• **OBJECTIF ÉNONCÉ A**
Affichez toutes les lignes des entrées ci-dessous qui contiennent la chaîne « dark ».

Éditorialiste pendant des années à El Libertario, les réflexions du narrateur ont été nourries essentiellement par les expériences latino-américaines dont il a eu à connaître. Son anarchisme s’est alimenté dans les tavernes, les « maisons du peuple » et les locaux syndicaux. Les théoriciens auxquels il fait référence n’ont pas hésiter à se pencher sur un « communisme de la variété » dans lequel les vivres seraient répartis en fonction non seulement des besoins usuels, mais aussi des différentes habitudes de consommation liées aux goûts et au palais de chacun.
Dans cette étude qui s’intéresse au mode de vie « anarchiste », alimentation comprise, N. Mendez s’est longuement intéressé aux pratiques syndicales (cf. les corporations agricoles et des métiers de bouche, les pique-niques pour fraterniser, les revendications ouvrières). Il a également accordé une grande attention aux actes posés lors de la révolution sociale espagnole des années 1936 – 1939 (ex. l’expérience de la centralisation de la production boulangère barcelonaise, les menus de guerre). Mais son ouvrage s’est aussi consacré aux évolutions pratiques et doctrinales de la fin du XXème siècle et du début du XXIème siècle.

• **OBJECTIF ÉNONCÉ B**
Retouchez le texte sur l'anarchisme et l'alimentation en reprenant l'extrait qui va de « Éditorialiste pendant des » jusqu'à « palais de chacun. » inclus, où « tavernes » doit être remplacé par « cafés ».

• **Enregistrements d'annotation de position**
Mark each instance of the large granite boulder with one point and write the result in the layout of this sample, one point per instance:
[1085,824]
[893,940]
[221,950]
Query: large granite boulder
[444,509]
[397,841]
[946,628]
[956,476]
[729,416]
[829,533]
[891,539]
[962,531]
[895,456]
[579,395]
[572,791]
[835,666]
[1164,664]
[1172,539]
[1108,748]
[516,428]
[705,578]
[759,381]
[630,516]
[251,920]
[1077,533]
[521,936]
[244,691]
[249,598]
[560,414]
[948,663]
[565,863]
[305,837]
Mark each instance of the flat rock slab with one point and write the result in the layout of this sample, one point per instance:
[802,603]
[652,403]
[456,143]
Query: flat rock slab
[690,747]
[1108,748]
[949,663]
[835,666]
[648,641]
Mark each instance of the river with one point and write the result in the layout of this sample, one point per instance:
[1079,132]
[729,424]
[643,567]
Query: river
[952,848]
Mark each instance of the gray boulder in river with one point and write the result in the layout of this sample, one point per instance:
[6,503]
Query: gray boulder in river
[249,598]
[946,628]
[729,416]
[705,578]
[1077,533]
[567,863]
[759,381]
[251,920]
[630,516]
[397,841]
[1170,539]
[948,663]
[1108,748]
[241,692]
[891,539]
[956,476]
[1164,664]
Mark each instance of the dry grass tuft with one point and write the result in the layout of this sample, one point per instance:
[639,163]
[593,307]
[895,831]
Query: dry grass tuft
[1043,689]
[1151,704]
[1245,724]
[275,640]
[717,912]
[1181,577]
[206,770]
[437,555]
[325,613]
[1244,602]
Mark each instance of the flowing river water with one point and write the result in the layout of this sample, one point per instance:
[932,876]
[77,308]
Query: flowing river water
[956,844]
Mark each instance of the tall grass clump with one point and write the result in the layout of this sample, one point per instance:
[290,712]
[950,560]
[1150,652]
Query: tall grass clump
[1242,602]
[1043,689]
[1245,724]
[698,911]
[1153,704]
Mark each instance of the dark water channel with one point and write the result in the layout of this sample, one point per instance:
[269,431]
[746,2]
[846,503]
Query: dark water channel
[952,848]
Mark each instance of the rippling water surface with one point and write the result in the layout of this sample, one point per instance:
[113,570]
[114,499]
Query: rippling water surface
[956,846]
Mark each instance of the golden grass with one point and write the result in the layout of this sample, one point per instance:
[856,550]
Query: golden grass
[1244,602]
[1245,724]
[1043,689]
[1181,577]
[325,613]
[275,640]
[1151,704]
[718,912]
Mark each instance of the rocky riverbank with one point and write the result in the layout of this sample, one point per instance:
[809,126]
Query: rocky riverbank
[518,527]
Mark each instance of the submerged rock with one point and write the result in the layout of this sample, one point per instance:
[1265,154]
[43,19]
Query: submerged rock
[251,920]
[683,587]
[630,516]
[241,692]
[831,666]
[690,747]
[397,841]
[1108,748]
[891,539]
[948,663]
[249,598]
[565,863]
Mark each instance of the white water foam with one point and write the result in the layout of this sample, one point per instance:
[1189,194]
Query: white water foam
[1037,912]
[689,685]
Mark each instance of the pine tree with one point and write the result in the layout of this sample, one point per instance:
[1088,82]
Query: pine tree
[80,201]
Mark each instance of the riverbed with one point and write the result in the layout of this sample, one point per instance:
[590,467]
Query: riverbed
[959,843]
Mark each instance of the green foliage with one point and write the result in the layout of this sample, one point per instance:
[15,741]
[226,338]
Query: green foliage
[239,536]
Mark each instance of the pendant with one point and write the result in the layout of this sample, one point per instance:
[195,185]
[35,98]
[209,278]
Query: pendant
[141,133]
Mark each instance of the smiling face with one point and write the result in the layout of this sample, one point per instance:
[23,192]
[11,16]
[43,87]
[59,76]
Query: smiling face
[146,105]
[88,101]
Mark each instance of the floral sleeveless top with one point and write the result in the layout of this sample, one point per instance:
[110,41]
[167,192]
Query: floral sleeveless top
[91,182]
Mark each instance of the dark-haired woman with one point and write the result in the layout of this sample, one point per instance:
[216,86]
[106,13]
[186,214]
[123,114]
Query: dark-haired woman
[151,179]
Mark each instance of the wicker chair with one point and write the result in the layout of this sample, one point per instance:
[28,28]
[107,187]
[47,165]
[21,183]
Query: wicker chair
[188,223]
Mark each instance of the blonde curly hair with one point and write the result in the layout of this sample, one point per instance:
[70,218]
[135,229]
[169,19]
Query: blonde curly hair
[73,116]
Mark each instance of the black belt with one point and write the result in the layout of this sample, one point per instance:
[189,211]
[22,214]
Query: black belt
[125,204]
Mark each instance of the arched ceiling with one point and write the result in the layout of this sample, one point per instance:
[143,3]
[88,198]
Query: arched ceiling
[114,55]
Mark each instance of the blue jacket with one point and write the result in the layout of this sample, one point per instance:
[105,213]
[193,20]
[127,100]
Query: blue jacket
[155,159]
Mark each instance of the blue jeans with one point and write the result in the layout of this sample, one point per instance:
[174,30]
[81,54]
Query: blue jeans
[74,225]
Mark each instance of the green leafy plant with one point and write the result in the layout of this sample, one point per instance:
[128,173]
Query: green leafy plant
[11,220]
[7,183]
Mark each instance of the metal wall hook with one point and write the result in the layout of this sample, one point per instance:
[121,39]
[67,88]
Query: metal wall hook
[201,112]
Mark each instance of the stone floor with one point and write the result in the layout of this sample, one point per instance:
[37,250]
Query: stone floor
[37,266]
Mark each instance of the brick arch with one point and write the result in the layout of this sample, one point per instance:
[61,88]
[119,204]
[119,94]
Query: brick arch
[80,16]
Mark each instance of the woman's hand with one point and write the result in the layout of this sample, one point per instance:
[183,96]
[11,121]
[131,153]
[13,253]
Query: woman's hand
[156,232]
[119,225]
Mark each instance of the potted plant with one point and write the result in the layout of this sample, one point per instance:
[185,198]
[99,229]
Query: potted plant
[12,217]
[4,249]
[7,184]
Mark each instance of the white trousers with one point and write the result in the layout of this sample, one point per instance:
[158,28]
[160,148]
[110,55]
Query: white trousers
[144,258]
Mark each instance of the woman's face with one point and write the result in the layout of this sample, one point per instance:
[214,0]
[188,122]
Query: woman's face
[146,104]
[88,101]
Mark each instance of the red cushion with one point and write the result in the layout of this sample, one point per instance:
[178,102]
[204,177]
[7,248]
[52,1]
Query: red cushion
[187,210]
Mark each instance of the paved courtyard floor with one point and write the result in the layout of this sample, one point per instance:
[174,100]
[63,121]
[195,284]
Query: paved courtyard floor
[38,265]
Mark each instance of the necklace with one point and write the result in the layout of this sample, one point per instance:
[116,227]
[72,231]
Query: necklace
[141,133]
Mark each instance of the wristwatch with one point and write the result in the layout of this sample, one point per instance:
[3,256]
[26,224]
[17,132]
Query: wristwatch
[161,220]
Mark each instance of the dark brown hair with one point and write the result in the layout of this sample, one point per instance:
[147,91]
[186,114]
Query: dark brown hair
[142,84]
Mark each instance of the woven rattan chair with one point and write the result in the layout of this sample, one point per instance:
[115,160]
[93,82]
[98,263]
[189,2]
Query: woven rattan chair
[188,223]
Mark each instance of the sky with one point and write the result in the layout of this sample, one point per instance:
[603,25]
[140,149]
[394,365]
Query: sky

• **RÉPONSE ATTENDUE A**
Mark each instance of the dark water channel with one point and write the result in the layout of this sample, one point per instance:
Query: dark water channel
Mark each instance of the dark-haired woman with one point and write the result in the layout of this sample, one point per instance:
Query: dark-haired woman
Mark each instance of the dark brown hair with one point and write the result in the layout of this sample, one point per instance:
Query: dark brown hair

• **RÉPONSE ATTENDUE B**
Éditorialiste pendant des années à El Libertario, les réflexions du narrateur ont été nourries essentiellement par les expériences latino-américaines dont il a eu à connaître. Son anarchisme s’est alimenté dans les cafés, les « maisons du peuple » et les locaux syndicaux. Les théoriciens auxquels il fait référence n’ont pas hésiter à se pencher sur un « communisme de la variété » dans lequel les vivres seraient répartis en fonction non seulement des besoins usuels, mais aussi des différentes habitudes de consommation liées aux goûts et au palais de chacun.